> _Brief_:
Print, exactly and completely, every entry in the data.

> _Material_:
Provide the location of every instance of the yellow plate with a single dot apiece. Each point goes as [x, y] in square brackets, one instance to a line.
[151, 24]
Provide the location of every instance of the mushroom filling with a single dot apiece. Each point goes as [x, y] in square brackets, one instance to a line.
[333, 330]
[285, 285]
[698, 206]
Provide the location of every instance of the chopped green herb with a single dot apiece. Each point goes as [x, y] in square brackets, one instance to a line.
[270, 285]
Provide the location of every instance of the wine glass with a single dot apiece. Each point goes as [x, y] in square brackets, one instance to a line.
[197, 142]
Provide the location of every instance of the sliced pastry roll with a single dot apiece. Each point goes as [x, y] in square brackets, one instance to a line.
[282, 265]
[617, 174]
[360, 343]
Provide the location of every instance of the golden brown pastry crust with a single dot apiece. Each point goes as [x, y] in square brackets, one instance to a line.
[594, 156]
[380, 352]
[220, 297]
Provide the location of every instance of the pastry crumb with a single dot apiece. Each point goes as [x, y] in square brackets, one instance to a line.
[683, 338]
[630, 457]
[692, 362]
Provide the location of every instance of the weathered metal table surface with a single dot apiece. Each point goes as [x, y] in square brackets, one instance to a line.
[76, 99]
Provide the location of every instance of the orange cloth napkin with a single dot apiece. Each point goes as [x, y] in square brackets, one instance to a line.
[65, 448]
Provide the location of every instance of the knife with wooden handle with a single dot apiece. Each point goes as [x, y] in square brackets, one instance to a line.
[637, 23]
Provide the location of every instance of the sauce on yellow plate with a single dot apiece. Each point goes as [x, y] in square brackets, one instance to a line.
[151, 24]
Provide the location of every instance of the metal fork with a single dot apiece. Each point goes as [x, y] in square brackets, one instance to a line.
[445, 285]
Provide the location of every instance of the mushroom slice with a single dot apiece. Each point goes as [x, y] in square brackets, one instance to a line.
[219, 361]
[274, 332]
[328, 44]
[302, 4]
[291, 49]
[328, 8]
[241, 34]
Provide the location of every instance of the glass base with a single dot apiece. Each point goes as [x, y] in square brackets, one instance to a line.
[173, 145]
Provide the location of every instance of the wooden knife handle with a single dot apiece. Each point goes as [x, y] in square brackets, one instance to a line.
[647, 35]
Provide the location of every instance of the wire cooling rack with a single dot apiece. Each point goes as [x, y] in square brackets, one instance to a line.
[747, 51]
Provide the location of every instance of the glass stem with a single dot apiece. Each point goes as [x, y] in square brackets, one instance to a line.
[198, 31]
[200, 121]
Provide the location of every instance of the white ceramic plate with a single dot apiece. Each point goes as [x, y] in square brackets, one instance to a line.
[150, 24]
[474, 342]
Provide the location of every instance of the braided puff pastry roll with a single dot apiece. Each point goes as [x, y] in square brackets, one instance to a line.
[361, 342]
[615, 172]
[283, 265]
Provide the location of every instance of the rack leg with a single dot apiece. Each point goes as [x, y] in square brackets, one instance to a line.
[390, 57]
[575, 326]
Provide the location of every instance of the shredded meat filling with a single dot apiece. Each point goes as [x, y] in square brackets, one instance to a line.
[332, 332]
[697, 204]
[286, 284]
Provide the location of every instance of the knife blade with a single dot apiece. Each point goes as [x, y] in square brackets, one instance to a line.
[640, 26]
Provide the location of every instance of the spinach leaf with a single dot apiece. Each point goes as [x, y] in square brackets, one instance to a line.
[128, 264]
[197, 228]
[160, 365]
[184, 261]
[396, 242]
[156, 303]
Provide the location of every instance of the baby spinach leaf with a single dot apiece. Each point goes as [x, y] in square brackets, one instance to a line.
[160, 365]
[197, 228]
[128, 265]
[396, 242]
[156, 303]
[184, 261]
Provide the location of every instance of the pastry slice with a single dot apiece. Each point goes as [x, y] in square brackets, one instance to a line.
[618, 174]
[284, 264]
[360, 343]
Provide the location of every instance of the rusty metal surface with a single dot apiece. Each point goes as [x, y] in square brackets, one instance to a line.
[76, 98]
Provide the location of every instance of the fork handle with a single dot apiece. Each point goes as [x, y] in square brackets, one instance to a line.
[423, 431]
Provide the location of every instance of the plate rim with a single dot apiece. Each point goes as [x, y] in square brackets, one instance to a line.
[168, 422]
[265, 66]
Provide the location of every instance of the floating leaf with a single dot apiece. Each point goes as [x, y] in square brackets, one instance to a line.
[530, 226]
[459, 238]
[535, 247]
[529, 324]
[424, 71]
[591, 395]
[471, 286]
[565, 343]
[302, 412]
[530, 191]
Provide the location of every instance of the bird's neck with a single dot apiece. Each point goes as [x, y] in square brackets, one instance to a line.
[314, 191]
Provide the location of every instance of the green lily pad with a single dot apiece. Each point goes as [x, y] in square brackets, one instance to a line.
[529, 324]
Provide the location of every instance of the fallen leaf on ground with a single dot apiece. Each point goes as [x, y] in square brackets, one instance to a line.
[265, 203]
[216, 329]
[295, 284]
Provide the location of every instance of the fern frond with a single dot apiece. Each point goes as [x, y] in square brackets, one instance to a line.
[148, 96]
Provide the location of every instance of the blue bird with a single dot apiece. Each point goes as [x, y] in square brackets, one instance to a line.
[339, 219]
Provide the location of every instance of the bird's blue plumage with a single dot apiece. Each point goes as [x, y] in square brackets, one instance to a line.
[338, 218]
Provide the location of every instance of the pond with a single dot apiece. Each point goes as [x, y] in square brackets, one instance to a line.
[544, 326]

> _Result of the task_:
Provide the location of every instance of the yellow plate with a single dot apiece. Each point goes as [x, y] in square brackets, one instance to a line.
[151, 24]
Provide the location of every instance of the mushroom filling with a single dot apiece. Each point goes as [x, y] in square brackets, one instance to a line.
[333, 330]
[285, 285]
[698, 206]
Provide the location of every instance of the chopped green herb with a single dot apiece. Each point goes as [x, y] in square brackets, one instance to a line.
[270, 285]
Provide the location of every instance of the wine glass with a single dot apiece. Each point goes as [x, y] in square brackets, one instance to a line.
[197, 142]
Provide the location of every instance of the sliced pastry roll with a single dot apiece. Each point goes as [x, y] in square brackets, one instance to a line.
[282, 265]
[617, 174]
[360, 343]
Provide the location of every instance of the golden brown pastry crust with a single dot apiece. Each point goes as [x, y] in square brackets, one instance to a line.
[594, 156]
[380, 352]
[220, 297]
Provide the location of every instance of the pastry crumb with a single dot apiece. Each point goes as [x, y] in square brackets, one instance to a line.
[683, 338]
[630, 457]
[692, 362]
Provide the location of every instance of the weathered metal table surface with a single dot apiece. Each point goes as [x, y] in square brackets, one instance to a line.
[76, 99]
Provide the location of every instance of the orange cloth napkin with a single dot apiece. Each point goes as [x, y] in square brackets, one instance to a line.
[65, 448]
Provide the location of every instance of the knife with wooden handle with a single dot apiece. Each point goes as [x, y] in square brackets, one instance to a line.
[637, 23]
Provide the location of every instance of the sauce on yellow plate with a single dot apiece. Each point goes as [x, y] in square brackets, one instance to a line.
[151, 24]
Provide the location of every instance of the metal fork with a single dot apiece. Each point goes as [x, y] in square brackets, one instance to a line.
[445, 285]
Provide the location of every instance of the mushroom slice with a single dot apiece. Each point goes as [x, y] in square brackets, one instance to a line.
[219, 361]
[274, 332]
[328, 44]
[302, 4]
[291, 49]
[328, 8]
[241, 34]
Provide the location of every instance of the glass base with a single dot apiece. Each point goes as [x, y] in square brackets, one instance to a line.
[173, 145]
Provide the location of every instance of the wooden knife handle with a single dot apiece. Each point goes as [x, y] in square brackets, one instance to a line.
[647, 35]
Provide the location of every instance of the wire cooling rack with a single dot apiece. Each point goes as [x, y] in square brackets, one instance to a line.
[747, 51]
Provide the location of every instance of the glass stem with a single dot apiece. Each point goes as [x, y] in square brackets, one instance to a line.
[198, 31]
[200, 121]
Provide the location of every instance of the white ceramic plate with a single dot apiece. Each point goes as [x, y] in square brackets, one instance to a line.
[150, 24]
[474, 342]
Provide the location of every instance of the braided puff pastry roll with a single dot apiece. Each point goes as [x, y] in square brackets, one instance to a line.
[361, 342]
[615, 172]
[283, 265]
Provide the location of every instance of the rack leg with a single dot apiece. Each point goes as [x, y] in square brackets, one instance to a line.
[390, 57]
[575, 326]
Provide the location of every instance of the shredded meat filling with a single dot apiece. Each point goes as [x, y] in square brackets, one instance to a line.
[332, 332]
[697, 204]
[286, 284]
Provide the location of every instance of the knife blade with a single dot apiece. Each point goes as [x, y] in square brackets, one instance to a line.
[640, 26]
Provide the location of every instance of the spinach leaf with a single dot apiece. Each point goes as [x, y] in square brackets, one instance to a line.
[128, 264]
[197, 228]
[160, 365]
[184, 261]
[396, 242]
[156, 303]
Provide the location of every instance of the baby spinach leaf with a single dot apiece. Each point goes as [x, y] in square brackets, one instance to a line.
[160, 365]
[197, 228]
[128, 265]
[396, 242]
[156, 303]
[184, 261]
Provide the location of every instance of the pastry slice with a single dot apiece. Each point goes as [x, y] in square brackets, one instance to a line.
[618, 174]
[284, 264]
[360, 343]
Provide the location of every instance of the rusty metal surface with a single dot apiece. Each point goes as [x, y] in square brackets, one instance to a line.
[76, 98]
Provide the location of every instance of the fork handle with a single dot apiece. Each point goes as [x, y] in square brackets, one instance to a line.
[423, 431]
Provide the location of every instance of the plate rim with a single dot apiece. Each point goes as [x, y] in square brackets, one instance to a line.
[168, 422]
[265, 66]
Provide the location of every instance of the floating leaf with a single dot apiece. Each point goes as [x, y] in square brackets, one instance to a line.
[530, 226]
[459, 238]
[535, 247]
[529, 324]
[424, 71]
[591, 395]
[471, 286]
[565, 343]
[302, 412]
[530, 191]
Provide the location of every instance of the bird's neck with a single dot apiece. Each point goes as [x, y] in square brackets, one instance to a line.
[314, 191]
Provide the location of every instance of the green lily pad with a single dot apiece. Each point goes as [x, y] in square brackets, one instance to a line.
[529, 324]
Provide the location of every instance of the fallen leaf on ground with a single dot apiece. Each point goes as [x, y] in square brackets, one instance to a line.
[265, 203]
[216, 329]
[295, 284]
Provide the location of every instance of the fern frond with a single dot apiece. Each point goes as [x, y] in square brackets, one instance to a line.
[148, 96]
Provide the location of every instance of the blue bird with a single dot apiece. Each point goes as [x, y] in square brackets, one instance to a line.
[339, 219]
Provide the location of every instance of the bird's blue plumage with a single dot apiece. Each point goes as [x, y] in square brackets, one instance to a line.
[338, 218]
Provide the location of every instance of the pond with a single dot apiece. Each point goes as [x, y] in square brackets, one instance to a line.
[544, 326]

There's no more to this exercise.